··· Fragment tekstu

Samo życie – chciałoby się rzec. To też zależy od usposobienia i stopnia naszej starszyzny. Innym razem, inny starszy ktoś, z fantazją ułańską i bujną wyobraźnią słowami Sztaudyngera wyznaje: „Nigdy mi nie odmówiły; Te, które mi się śniły”.

Już widzę szydercze uśmieszki na licach pań. Ooo! Nie myślcie, że i dorobek Wam się dzisiaj nic nie dostanie. Wy też swoje grzeszki macie, a potem po latach, zapadłe w głębokie pamiętanie jako wyrzucik mały, przykład ten godzi się przywołać: „chciała bym, a boję się”. I tu następuje westchnienie brzemienne w nostalgię. Najlepiej ujmuje problem ten, mistrza Sztaudynger: „największa krzywda, jaką znają dzieje; gdy chcącej krzywdy, krzywda się nie dzieje”.

······

Zadanie 1 => Jakimi słowami Sztaudyngera, według fragmentu tekstu o fraszkach Sztaudyngera, wyznaje coś starszy ktoś z fantazją ułańską i bujną wyobraźnią?
Zadanie 2 => Proszę podjąć fragment tekstu o fraszkach Sztaudyngera i dopisać jego dalszy ciąg.

··· Zestawienie

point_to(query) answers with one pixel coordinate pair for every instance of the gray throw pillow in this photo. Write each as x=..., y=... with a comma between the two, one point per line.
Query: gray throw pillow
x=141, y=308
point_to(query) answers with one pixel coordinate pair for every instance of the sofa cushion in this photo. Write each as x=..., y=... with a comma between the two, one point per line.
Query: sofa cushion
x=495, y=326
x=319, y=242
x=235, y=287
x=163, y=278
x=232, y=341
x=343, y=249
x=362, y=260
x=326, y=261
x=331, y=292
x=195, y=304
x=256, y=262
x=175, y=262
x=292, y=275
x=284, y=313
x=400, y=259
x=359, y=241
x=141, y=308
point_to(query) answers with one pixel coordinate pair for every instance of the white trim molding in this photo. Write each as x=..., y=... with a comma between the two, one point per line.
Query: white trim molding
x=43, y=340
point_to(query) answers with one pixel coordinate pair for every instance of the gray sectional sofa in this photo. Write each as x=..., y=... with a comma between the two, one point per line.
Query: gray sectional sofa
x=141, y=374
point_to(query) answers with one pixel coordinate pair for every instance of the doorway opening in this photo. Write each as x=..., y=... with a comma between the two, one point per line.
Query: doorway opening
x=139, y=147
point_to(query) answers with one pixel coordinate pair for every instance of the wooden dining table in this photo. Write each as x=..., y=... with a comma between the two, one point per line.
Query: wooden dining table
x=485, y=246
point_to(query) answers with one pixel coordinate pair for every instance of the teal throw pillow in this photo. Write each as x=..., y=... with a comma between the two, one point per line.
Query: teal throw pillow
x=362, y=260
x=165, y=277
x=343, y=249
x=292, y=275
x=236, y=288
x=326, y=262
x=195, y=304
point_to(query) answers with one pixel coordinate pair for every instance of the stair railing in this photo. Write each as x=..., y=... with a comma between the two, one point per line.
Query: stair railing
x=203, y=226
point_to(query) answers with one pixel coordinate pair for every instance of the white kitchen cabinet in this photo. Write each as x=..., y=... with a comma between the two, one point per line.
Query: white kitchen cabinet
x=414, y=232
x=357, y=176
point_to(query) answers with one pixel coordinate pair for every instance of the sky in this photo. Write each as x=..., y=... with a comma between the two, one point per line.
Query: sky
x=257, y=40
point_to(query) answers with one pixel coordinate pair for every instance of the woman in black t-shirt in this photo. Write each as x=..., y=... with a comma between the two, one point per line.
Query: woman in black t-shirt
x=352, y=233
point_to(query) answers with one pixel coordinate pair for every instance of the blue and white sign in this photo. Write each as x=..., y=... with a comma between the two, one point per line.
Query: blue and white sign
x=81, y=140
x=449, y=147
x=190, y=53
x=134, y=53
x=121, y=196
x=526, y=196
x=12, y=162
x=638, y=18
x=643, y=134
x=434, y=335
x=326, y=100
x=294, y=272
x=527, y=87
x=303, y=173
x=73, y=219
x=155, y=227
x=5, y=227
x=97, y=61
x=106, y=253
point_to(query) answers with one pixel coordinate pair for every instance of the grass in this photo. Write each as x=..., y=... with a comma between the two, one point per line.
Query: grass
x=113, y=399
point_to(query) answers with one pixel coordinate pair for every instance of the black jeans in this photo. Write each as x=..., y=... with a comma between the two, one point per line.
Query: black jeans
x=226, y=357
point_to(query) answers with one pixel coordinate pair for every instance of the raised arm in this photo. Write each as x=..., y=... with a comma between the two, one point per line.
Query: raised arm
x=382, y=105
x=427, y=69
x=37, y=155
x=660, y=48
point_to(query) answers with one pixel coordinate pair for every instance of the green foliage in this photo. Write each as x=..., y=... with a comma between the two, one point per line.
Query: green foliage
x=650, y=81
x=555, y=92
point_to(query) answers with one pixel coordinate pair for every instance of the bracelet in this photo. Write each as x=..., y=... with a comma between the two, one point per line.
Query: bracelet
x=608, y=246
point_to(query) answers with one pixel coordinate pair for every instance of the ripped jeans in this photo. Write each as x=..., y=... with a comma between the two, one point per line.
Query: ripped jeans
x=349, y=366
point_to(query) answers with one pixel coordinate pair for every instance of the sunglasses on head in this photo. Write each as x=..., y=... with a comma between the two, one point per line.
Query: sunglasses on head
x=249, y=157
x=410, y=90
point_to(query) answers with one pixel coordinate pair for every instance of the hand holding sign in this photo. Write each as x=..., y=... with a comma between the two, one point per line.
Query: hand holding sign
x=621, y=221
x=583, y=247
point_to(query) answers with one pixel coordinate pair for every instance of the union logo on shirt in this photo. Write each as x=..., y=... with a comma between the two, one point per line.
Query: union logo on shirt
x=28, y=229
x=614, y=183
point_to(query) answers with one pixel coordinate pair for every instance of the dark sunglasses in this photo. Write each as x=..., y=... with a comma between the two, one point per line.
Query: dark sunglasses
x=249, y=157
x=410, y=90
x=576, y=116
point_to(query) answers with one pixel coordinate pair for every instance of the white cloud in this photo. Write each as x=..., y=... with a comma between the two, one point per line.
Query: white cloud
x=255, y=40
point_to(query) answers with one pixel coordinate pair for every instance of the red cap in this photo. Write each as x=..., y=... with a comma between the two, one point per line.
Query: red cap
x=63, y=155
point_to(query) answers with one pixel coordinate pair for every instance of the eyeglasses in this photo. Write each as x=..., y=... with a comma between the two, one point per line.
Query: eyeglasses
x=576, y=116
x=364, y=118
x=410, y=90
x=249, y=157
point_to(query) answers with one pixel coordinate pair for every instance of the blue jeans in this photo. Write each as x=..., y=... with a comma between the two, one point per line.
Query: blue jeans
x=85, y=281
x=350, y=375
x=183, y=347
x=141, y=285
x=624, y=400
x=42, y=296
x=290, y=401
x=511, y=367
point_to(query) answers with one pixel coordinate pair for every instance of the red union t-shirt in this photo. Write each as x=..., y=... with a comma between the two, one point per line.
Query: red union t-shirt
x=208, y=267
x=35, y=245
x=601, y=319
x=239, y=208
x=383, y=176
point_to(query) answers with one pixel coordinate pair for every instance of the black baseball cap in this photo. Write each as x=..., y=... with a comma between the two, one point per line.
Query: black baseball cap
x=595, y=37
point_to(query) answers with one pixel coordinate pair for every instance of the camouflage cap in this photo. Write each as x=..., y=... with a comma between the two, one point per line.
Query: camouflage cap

······

Wynik zadania 1 => „Nigdy mi nie odmówiły; Te, które mi się śniły”.

Wynik zadania 2 =>
A poza tym, w ogóle to jesteśmy bardzo potrzebni i pożyteczni; zarówno babcie jak i dziadkowie. Tylko my jesteśmy niezastąpionymi „przechowalniami” dla dzieci, dla piesków i wszelkich innych gadzin. To nie kto inny, tylko my jesteśmy najbardziej potrzebni, kochani, uwielbiani i taką wyliczankę wyrazów kończących się na sylabę „-ni” można by wyliczać w nieskończoność.

A weźmy nasze towarzyszki życia. Kto ulepi najpyszniejsze pod słońcem pierogi jak nie babcia, kto zaparzy na katarek herbatki najlepszej, kto słodziej przytuli niźli babcia? Odpowiedź będzie jedna! Babcia! C.b.d.o. – pamiętamy to z matematyki? Wydaje mi się, iż w sposób jasny i klarowny wyłożyłem pożyteczność naszego gatunku.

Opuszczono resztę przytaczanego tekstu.